____ Raw data
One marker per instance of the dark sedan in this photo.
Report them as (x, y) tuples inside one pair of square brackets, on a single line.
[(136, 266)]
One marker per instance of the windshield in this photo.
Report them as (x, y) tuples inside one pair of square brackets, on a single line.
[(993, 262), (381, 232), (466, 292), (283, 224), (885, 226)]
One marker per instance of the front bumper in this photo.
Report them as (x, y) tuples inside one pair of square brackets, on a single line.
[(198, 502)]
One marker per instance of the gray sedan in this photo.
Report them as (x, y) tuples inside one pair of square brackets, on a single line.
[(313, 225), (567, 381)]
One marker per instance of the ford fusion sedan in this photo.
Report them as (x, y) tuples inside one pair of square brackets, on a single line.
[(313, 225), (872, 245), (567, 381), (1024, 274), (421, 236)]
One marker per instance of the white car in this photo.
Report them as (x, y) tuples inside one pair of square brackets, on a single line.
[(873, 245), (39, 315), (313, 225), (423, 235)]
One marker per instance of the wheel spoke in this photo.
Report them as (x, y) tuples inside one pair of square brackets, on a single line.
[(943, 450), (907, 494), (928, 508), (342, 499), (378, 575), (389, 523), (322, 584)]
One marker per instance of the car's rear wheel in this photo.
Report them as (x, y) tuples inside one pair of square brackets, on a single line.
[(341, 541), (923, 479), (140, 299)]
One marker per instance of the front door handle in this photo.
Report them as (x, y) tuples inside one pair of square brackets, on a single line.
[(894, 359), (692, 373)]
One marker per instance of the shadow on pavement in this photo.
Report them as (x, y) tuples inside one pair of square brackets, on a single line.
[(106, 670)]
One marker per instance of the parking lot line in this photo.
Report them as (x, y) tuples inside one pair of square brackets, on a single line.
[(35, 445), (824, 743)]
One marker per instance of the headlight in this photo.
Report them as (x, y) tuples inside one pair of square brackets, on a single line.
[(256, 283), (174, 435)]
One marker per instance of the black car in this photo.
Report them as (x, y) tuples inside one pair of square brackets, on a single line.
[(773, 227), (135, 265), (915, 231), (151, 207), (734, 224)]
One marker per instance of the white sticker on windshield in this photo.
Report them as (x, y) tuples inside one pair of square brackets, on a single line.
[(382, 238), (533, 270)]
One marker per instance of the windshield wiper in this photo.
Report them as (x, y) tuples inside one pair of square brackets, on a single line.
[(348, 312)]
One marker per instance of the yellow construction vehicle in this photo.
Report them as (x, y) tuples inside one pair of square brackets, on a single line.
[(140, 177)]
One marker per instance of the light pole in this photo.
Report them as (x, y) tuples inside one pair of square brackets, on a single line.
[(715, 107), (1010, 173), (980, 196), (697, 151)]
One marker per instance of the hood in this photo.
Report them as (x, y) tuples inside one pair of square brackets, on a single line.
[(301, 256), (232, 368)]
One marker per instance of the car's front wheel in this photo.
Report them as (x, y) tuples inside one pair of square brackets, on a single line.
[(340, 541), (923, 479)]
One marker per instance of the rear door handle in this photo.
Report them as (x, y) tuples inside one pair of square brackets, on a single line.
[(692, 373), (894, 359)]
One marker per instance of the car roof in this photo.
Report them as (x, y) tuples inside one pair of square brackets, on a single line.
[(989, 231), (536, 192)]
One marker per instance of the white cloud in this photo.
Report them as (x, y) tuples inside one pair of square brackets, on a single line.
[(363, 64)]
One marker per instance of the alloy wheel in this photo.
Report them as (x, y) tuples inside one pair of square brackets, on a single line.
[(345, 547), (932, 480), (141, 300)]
________
Which lines hold the word "white"? Copy each of them from the records.

One marker per instance of the white car in this photo.
One marker per instance of the white sticker on windshield in this photo.
One marker per instance of the white cloud in this photo.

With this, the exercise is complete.